**KUTIPAN TEKS:**
Dalam ayat lain disebutkan: “Mereka bertanya tentang apa yang mereka nafkahkan. Jawablah: “Apa saja harta yang kamu nafkahkan hendaklah diberikan kepada ibu-bapak, kaum kerabat, anak-anak yatim, orang-orang miskin dan orang-orang yang sedang dalam perjalanan”. Dan apa saja kebaikan yang kamu buat, maka sesungguhnya Allah Maha Mengetahuinya. (Q.S: al-Baqarah: 215).
- Nafkah Orang Tua Kepada Anak
Secara umum orang tua wajib memberi nnafkah kepada anak mereka. Perintah nafkah orang tua kepada anak, dalilnya adalah ijma’ para ulama. Ibnul Mundzir mengatakan Ulama yang kami ketahui sepakat bahwa seorang lelaki wajib menanggung nafkah anakanaknya yang masih kecil, yang tidak memiliki harta.
Nafkah untuk Benda Milik
Adapun nafkah karena sebab kepemilikan seperti hamba sahaya dan binatang piaraan. Seseorang yang di zaman dahulu memiliki hamba sahaya, atau hari ini memiliki hewan peliharaan, harus menafkahinya dengan memberi makanan dan minuman yang bisa menopang hidupnya,
Hikmah pemberian nafkah kepada budak adalah kembali kepada masalah kasihan terhadap diri budak yang lemah yang tidak mampu apa-apa yang tiada daya dan kekuatan dan tiada harta sama sekali. Telah diketahui dalam agama bahwa hamba sahaya adalah milik tuanya, kalaupun tuan itu tidak wajib memberinya nafkah, niscaya manusia lemah ini akan kelaparan dan telanjang sepanjang hari. Hal demikian tidak disetujui oleh akal dan tidak ditetapkan oleh agama.

**TANTANGAN:**
1. Periksa apakah tiap pernyataan berikut sesuai dengan teks tentang nafkah, lalu jawab ya atau tidak disertai kutipan kata-kata penentunya dari teks. (a) Dalil kewajiban orang tua menafkahi anak adalah ijma' para ulama. (b) Pemilik hewan peliharaan cukup memberinya makanan saja. (c) Ayat yang dikutip di awal berasal dari surah al-Baqarah ayat 215.
2. Tulis lanjutan teks tentang nafkah, dimulai sesudah kalimat terakhirnya.

**DATA DITAMPILKAN:**
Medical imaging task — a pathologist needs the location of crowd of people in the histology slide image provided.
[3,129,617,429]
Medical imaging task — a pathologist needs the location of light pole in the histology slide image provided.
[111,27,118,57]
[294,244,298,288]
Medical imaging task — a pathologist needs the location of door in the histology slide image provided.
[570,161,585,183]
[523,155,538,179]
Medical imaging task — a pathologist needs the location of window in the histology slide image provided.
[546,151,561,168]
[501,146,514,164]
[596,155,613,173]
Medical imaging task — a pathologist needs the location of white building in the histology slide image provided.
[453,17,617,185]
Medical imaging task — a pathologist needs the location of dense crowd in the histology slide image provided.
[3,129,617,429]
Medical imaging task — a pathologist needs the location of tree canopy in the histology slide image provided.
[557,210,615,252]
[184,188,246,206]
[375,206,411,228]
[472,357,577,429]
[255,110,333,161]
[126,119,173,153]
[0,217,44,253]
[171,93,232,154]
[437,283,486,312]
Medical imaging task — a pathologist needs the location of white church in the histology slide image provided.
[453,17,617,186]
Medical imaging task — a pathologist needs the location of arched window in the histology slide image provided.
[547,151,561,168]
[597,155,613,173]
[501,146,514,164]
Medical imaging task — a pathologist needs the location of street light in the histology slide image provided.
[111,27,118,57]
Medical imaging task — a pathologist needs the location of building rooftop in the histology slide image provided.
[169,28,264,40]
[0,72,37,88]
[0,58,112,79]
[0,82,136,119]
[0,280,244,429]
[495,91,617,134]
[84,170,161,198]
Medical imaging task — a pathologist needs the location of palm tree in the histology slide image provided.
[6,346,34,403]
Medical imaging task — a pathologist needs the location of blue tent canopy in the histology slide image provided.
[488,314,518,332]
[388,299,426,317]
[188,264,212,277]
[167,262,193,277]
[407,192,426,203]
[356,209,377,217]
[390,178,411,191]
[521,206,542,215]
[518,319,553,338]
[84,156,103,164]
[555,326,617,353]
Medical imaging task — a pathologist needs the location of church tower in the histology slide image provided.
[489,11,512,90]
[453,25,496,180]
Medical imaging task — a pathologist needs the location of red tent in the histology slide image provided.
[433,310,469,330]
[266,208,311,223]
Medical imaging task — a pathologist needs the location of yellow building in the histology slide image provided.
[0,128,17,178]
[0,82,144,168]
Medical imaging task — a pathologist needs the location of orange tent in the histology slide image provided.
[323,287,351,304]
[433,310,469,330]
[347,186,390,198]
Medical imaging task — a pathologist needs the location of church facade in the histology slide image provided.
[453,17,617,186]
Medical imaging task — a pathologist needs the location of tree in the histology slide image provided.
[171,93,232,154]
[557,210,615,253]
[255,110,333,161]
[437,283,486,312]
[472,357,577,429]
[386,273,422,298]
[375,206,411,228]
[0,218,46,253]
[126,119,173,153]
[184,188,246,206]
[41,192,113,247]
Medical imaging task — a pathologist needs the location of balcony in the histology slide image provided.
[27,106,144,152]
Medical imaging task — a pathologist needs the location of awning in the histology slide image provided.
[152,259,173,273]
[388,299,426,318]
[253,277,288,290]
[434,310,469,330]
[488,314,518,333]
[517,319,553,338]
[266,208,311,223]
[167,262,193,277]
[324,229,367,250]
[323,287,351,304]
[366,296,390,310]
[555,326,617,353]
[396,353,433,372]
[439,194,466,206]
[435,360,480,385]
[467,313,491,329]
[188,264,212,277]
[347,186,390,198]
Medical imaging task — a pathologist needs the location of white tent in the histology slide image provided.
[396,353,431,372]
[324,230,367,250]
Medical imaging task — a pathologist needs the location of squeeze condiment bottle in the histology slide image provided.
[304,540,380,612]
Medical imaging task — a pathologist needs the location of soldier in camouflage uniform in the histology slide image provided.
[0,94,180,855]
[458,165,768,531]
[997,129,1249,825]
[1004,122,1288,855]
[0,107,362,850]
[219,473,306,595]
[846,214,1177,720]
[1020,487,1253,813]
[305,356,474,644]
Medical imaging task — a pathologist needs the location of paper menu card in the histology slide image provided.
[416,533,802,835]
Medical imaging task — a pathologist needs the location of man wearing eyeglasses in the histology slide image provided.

**HASIL PER TUGAS:**
1.
(a) Ya: "Perintah nafkah orang tua kepada anak, dalilnya adalah ijma’ para ulama."
(b) Tidak: "harus menafkahinya dengan memberi makanan dan minuman yang bisa menopang hidupnya"
(c) Ya: "(Q.S: al-Baqarah: 215)"

2.
Bila seorang tidak mau melaksanakannya, maka hakim boleh memaksa orang tersebut untuk memberikan nafkah kepada binatang piaraan dan pelayannya.
Keberadaan nafkah tentu mempunyai pengaruh dan fungsi yang sangat besar dalam membina keluarga yang bahagia, tenteram dan sejahtera. Tidak terpenuhi nafkah sama sekali atau nafkah yang tidak cukup dapat berakibat krisis perkawinan yang berujung pada perceraian.
Keberadaan nafkah tentu mempunyai pengaruh dan fungsi yang sangat besar dalam membina keluarga yang bahagia, tenteram dan sejahtera. Tidak terpenuhi nafkah sama sekali atau nafkah yang tidak cukup dapat berakibat krisis perkawinan yang berujung pada perceraian.
Dalam Islam, suami berkewajiban menafkahi isteri mempunyai hikmah yang besar. Ketika menjadi isteri, seorang isteri itu terbelenggu perkawinan yang merupakan hak-hak dari hak-hak suami, sementara itu dilarang bekerja untuk suami. Maka dari itu segala kebutuhan isteri menjadi tanggung jawab suami. Wallahualam Bissawab. (ar)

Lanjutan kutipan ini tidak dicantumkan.